→ THE TASK:
Write out the lines below as a numbered list, starting at the line containing "Spot all occurrences of front" and ending at the line containing "78 138 236 191", both included. Leave out any blank lines.

→ SOURCE RECORDS:
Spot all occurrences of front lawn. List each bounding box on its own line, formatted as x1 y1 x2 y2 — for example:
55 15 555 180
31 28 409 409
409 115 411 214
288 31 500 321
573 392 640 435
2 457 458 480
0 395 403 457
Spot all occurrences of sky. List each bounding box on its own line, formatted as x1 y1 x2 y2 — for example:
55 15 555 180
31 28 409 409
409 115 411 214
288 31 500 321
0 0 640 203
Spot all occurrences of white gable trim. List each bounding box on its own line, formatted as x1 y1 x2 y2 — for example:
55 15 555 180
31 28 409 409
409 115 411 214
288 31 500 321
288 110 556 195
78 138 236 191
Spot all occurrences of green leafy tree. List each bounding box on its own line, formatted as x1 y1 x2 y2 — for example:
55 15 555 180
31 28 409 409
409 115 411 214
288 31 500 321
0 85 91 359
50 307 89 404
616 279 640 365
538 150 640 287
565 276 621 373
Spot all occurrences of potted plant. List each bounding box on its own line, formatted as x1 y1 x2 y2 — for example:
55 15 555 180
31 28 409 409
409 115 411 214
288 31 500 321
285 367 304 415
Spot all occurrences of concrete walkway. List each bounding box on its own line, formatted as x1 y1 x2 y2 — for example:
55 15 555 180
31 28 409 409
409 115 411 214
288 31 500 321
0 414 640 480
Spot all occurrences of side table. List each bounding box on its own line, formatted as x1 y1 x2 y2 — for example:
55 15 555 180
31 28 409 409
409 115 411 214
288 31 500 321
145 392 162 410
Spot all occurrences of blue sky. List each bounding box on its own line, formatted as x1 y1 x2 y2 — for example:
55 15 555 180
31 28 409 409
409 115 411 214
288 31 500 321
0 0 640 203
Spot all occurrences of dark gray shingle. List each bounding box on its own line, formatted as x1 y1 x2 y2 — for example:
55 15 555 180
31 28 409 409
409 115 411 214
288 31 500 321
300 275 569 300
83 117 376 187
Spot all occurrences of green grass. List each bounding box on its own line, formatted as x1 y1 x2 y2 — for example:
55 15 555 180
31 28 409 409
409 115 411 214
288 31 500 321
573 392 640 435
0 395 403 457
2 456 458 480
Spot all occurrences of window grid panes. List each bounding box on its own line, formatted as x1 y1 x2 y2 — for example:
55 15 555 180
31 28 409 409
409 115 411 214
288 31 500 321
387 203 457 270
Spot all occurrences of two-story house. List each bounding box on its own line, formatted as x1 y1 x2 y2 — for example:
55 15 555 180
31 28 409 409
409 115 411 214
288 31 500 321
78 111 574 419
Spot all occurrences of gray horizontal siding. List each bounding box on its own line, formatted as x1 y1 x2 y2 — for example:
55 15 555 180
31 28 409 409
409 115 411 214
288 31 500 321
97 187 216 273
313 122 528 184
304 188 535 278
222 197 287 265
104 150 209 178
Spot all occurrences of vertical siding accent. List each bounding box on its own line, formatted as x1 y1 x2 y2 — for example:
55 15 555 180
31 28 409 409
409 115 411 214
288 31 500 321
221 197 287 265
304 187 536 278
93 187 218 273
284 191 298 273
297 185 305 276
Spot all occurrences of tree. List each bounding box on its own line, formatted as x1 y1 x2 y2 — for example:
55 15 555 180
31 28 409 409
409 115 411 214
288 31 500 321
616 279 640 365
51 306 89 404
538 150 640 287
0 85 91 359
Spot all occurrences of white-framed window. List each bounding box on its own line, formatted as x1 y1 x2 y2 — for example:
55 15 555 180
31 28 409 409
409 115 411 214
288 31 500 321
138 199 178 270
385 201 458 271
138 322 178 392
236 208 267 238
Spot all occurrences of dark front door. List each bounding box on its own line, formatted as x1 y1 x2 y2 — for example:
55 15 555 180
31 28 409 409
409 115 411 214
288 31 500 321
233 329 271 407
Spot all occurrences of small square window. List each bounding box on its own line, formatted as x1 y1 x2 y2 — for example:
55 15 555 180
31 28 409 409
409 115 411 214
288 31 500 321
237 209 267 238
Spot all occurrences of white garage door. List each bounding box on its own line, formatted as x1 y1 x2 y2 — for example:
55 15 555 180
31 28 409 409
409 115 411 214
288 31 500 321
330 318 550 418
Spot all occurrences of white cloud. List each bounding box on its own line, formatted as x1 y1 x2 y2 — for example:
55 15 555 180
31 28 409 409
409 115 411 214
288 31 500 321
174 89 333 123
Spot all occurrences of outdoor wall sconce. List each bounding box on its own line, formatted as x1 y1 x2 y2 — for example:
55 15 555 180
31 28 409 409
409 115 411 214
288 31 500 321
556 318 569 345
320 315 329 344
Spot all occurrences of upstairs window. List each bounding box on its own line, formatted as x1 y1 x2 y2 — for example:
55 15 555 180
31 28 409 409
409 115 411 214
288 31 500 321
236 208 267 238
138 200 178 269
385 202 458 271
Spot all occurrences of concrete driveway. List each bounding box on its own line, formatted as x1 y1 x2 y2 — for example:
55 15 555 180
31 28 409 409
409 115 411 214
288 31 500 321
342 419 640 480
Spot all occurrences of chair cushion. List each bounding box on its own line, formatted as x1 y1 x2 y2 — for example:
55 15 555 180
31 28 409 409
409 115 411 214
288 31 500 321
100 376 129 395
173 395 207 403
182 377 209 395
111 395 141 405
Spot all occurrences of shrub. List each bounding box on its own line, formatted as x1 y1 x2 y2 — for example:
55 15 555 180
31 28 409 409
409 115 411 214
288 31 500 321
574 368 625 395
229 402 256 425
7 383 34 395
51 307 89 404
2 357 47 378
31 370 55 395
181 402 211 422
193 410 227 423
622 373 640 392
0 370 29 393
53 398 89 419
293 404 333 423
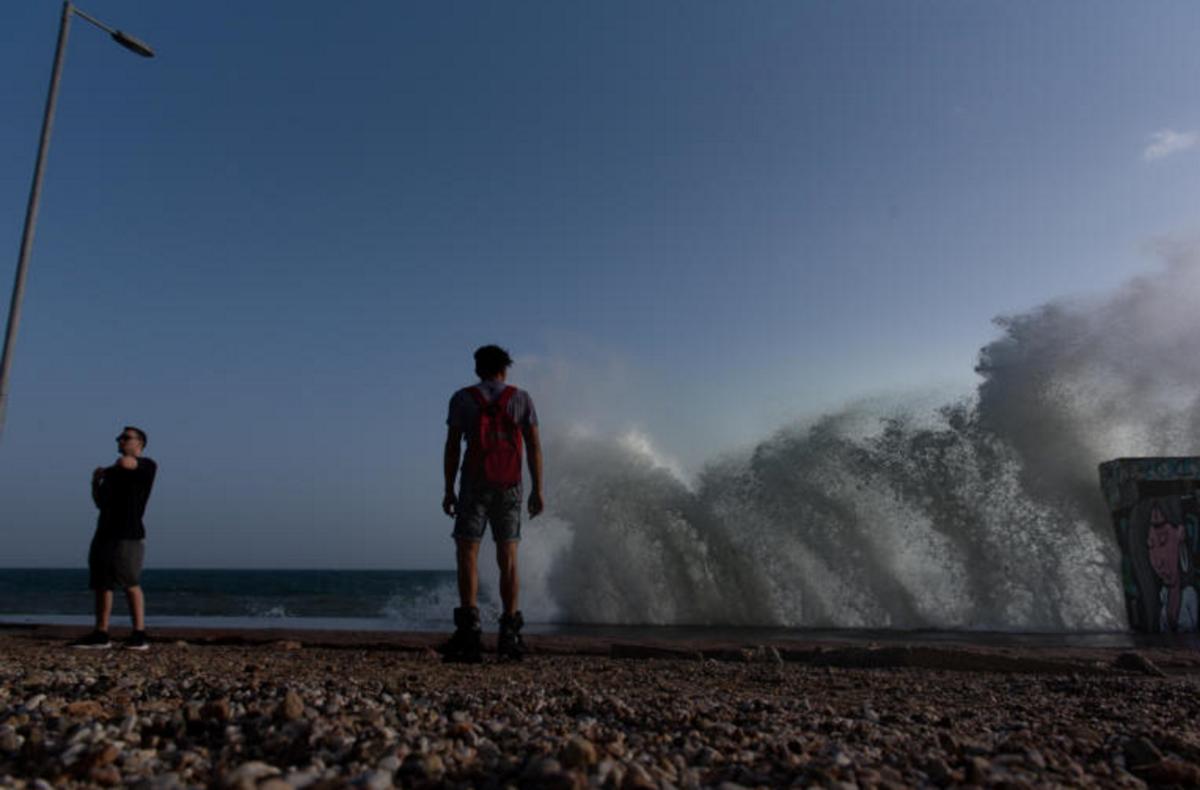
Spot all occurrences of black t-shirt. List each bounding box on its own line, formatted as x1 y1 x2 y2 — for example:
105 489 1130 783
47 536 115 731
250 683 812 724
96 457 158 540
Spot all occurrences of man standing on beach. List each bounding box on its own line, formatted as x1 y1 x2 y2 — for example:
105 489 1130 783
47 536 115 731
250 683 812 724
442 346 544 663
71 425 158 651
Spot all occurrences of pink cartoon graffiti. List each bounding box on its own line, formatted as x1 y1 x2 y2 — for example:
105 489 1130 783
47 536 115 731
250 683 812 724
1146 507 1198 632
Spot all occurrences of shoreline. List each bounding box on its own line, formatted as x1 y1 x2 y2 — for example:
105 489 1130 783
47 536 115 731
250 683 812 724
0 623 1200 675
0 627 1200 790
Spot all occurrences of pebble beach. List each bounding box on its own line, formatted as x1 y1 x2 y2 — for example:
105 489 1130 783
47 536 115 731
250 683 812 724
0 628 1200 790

* * *

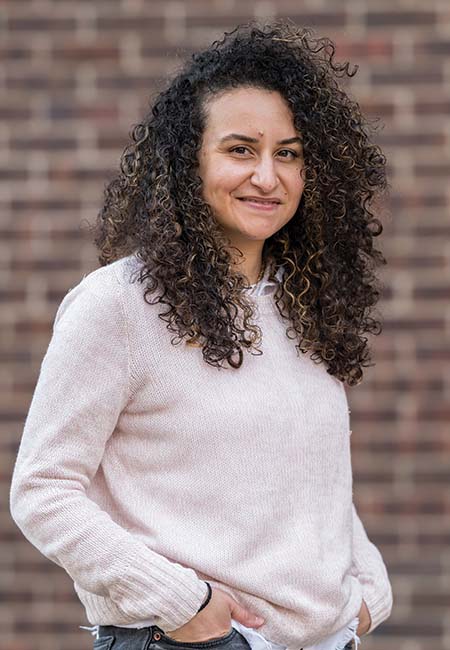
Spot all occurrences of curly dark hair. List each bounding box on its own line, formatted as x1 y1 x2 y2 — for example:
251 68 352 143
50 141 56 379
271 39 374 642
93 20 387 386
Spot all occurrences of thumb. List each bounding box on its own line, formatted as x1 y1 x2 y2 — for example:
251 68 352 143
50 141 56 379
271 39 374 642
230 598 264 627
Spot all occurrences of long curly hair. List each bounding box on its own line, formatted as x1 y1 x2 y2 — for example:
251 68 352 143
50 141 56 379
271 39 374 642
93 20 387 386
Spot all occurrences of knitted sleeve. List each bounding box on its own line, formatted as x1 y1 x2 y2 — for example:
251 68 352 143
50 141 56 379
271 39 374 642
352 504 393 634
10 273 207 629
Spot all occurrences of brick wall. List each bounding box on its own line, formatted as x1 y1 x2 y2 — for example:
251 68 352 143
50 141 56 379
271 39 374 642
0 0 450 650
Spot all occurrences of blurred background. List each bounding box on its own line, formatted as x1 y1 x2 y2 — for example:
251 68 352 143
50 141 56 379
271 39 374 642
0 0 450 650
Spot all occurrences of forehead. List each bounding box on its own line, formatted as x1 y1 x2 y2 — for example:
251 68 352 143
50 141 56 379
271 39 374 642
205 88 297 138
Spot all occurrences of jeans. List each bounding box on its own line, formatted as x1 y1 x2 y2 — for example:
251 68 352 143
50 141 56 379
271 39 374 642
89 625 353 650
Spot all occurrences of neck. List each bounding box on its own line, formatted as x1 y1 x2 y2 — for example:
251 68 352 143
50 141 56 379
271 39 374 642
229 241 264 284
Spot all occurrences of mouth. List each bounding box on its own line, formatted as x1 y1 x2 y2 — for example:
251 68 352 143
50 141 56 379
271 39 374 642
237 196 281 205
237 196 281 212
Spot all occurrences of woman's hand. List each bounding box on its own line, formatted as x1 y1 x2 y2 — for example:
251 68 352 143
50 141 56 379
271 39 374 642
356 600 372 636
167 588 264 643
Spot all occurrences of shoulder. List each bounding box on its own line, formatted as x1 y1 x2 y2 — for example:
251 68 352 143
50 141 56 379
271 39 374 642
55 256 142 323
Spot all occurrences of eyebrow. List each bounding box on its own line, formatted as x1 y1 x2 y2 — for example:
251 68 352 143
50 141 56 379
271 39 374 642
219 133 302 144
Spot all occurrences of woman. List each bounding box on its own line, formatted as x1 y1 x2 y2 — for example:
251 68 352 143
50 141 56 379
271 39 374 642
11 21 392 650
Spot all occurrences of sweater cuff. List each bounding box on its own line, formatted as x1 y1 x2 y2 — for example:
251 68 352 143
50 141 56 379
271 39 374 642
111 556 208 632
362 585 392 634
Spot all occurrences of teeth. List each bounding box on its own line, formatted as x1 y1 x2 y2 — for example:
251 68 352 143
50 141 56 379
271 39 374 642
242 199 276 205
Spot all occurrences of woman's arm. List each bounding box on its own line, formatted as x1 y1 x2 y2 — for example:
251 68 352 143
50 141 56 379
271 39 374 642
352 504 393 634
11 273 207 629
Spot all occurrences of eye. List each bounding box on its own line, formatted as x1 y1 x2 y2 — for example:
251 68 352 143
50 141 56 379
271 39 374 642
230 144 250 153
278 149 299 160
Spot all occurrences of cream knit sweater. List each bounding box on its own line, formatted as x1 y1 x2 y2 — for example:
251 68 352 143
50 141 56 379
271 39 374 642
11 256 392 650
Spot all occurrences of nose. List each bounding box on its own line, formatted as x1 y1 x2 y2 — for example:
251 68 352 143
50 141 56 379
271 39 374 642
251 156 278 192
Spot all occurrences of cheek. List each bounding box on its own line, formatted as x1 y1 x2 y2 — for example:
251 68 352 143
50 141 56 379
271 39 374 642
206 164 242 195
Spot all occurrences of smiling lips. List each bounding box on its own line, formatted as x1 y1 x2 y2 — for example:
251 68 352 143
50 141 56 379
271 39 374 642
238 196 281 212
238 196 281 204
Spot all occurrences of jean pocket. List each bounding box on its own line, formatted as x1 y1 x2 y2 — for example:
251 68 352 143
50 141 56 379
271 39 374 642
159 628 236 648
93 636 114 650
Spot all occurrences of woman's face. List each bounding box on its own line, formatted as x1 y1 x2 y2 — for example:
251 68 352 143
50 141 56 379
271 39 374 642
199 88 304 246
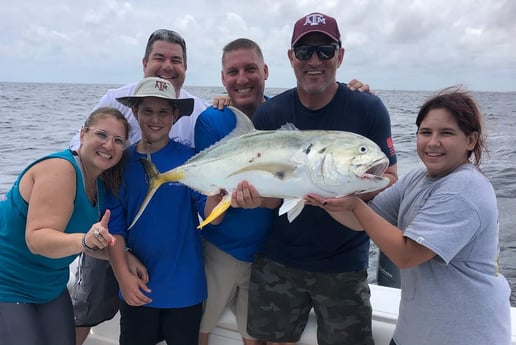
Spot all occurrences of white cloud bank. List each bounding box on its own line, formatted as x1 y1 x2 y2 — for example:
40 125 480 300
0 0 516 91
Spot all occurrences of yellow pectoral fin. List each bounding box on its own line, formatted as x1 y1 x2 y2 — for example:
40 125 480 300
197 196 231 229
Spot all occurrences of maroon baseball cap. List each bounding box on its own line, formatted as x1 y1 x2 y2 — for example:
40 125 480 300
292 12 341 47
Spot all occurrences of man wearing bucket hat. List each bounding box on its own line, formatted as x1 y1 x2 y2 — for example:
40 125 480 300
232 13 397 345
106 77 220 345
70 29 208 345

---

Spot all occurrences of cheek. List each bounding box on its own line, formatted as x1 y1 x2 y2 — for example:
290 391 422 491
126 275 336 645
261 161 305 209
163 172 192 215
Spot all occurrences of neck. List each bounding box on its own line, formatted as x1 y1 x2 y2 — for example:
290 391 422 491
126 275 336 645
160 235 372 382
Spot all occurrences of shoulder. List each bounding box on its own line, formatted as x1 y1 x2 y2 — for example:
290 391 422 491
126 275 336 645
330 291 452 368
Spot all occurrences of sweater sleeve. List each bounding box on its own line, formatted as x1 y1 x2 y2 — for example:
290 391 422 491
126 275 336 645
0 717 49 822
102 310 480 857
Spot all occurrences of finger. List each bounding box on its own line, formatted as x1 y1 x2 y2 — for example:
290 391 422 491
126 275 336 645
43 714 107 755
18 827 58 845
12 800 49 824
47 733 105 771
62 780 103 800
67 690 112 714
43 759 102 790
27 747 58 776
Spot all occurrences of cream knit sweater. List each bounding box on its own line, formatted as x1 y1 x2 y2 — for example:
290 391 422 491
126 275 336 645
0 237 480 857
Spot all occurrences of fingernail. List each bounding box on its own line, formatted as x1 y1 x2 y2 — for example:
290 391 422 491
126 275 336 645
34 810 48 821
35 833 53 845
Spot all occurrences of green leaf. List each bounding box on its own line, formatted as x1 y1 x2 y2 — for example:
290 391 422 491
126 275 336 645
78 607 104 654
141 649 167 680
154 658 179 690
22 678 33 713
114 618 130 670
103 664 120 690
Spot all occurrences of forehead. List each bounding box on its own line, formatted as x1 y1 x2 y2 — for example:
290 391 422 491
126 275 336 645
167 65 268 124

→ COMPLETED EXERCISE:
1. Spot all occurrences of front lawn. List each bounding box on its own line, formatted as x1 y1 x2 y2 — for example:
2. 55 15 555 180
3. 31 28 409 409
4. 409 115 411 214
5. 288 31 500 321
6. 573 392 640 435
7. 2 457 458 480
8. 0 395 403 457
9. Spot all occurrences of sky. List each bounding box on its own line, formatted as x1 y1 x2 y2 — for example:
10. 55 15 555 180
11. 31 28 409 409
12. 409 115 411 214
13. 288 31 500 321
14. 0 0 640 203
15. Spot all occurrences of white gable trim. List each bounding box on its own line, formatted as x1 y1 x2 y2 — for example:
16. 55 15 555 180
17. 31 28 409 409
18. 409 115 411 214
19. 288 31 500 321
20. 288 110 556 195
21. 78 138 236 191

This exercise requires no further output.